Rewrite the part of the listing below that opens with the line containing "foliage, I would be grateful." and closes with the line containing "[[297,0],[297,10],[298,13],[307,19],[307,1]]", both included, as a JSON list of strings. Give one string per line and leave out blank lines.

**Stored rows**

******

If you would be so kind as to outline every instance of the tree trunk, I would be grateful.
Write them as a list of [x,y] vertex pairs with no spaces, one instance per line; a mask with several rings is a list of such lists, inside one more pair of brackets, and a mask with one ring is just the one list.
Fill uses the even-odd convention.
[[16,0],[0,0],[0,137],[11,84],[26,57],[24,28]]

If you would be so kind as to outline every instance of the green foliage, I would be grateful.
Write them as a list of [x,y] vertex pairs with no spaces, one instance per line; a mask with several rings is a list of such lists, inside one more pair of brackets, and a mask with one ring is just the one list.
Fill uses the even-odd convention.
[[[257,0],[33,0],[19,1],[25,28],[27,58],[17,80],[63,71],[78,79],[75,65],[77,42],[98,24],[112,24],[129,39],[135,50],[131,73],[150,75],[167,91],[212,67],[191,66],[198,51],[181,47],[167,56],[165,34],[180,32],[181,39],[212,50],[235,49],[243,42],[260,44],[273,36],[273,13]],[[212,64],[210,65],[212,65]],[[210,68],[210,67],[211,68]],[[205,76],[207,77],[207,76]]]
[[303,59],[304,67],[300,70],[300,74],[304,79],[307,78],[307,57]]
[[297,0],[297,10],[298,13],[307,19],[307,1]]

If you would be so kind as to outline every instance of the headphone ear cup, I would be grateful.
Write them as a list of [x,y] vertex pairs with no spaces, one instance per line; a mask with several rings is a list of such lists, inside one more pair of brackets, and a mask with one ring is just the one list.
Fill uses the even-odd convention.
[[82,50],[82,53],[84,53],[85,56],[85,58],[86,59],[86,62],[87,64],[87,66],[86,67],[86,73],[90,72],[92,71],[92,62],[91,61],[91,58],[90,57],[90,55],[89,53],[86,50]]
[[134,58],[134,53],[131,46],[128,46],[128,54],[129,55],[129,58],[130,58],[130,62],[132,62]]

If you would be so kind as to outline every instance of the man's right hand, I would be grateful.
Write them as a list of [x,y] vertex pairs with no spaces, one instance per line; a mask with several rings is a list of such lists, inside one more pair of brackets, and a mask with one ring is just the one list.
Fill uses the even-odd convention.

******

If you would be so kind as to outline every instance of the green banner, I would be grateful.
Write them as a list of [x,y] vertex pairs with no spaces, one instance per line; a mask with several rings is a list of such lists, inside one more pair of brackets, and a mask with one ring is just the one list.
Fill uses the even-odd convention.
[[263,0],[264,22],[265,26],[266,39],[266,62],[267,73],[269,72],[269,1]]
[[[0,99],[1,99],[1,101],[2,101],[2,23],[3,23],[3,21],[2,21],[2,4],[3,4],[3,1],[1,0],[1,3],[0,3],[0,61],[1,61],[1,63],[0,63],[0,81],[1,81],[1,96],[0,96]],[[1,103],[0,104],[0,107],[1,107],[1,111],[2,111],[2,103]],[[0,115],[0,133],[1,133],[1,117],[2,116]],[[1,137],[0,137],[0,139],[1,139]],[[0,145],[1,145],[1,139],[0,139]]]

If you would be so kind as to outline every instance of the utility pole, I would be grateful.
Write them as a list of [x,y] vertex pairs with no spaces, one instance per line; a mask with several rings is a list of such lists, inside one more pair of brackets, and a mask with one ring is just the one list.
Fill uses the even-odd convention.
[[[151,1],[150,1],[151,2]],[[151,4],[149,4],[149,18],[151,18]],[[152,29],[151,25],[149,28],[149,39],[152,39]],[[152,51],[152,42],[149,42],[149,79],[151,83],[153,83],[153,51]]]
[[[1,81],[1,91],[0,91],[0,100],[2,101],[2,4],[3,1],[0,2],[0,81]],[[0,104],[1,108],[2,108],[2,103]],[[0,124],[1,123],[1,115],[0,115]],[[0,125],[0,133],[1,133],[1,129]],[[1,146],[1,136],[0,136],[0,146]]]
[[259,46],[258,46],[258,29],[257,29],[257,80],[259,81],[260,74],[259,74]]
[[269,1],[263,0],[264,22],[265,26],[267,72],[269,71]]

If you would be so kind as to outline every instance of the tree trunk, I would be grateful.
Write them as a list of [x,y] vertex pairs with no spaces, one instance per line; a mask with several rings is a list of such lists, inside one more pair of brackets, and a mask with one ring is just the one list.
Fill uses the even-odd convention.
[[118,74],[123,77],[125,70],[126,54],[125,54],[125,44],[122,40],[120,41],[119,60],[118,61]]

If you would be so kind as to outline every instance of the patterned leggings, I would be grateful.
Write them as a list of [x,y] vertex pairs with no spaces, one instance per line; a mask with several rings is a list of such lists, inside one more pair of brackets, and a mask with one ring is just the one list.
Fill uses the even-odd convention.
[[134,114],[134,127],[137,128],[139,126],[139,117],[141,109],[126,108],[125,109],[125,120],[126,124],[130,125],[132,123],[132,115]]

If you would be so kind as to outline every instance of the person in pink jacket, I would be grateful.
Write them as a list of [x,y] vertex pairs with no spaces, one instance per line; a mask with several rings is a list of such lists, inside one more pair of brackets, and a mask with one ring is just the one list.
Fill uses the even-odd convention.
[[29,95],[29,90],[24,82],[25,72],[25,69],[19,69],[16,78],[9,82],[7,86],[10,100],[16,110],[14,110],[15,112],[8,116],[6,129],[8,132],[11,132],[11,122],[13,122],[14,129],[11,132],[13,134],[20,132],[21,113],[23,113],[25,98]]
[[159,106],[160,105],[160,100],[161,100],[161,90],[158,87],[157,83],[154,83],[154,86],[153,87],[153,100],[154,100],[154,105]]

******

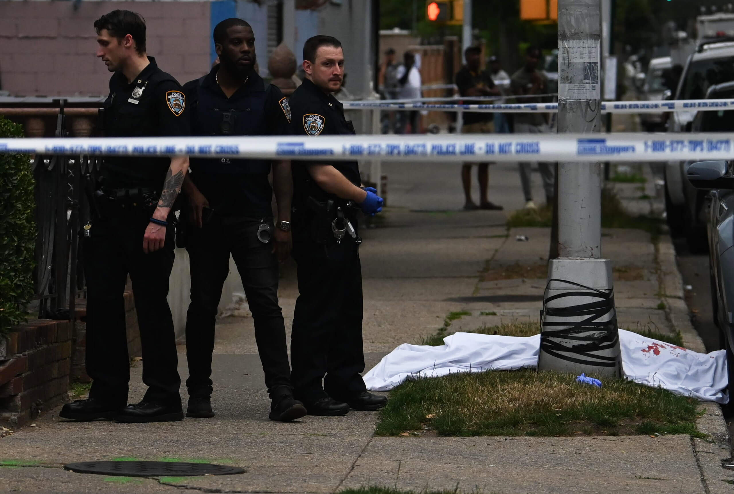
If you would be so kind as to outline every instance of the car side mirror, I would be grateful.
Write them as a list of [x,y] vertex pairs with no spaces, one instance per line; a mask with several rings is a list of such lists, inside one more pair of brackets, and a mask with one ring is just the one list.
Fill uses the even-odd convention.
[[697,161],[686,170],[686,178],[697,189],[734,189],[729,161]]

******

**Full answer**
[
  "If you would be so kind as to outline every instance of the green foliage, I would be grateful.",
  "Write them as a list of [x,y] vertex pairs with no spaces, one instance per line; a mask with several rings is a list of such lists, inside one more pair of brackets, and a mask with one ring is just the one list.",
  "Fill uses the even-odd convention.",
  "[[[257,0],[33,0],[19,1],[25,28],[27,58],[17,80],[63,71],[78,79],[75,65],[77,42],[98,24],[112,24],[129,39],[135,50],[131,73],[150,75],[167,91],[212,67],[191,66],[198,51],[181,47],[167,56],[165,34],[180,32],[181,39],[212,50],[235,49],[243,42],[260,44],[273,36],[273,13]],[[212,64],[210,65],[212,65]],[[210,68],[210,67],[211,68]],[[205,76],[207,77],[207,76]]]",
  "[[303,59],[304,67],[300,70],[300,74],[304,79],[307,78],[307,57]]",
  "[[297,0],[297,10],[298,13],[307,19],[307,1]]"
]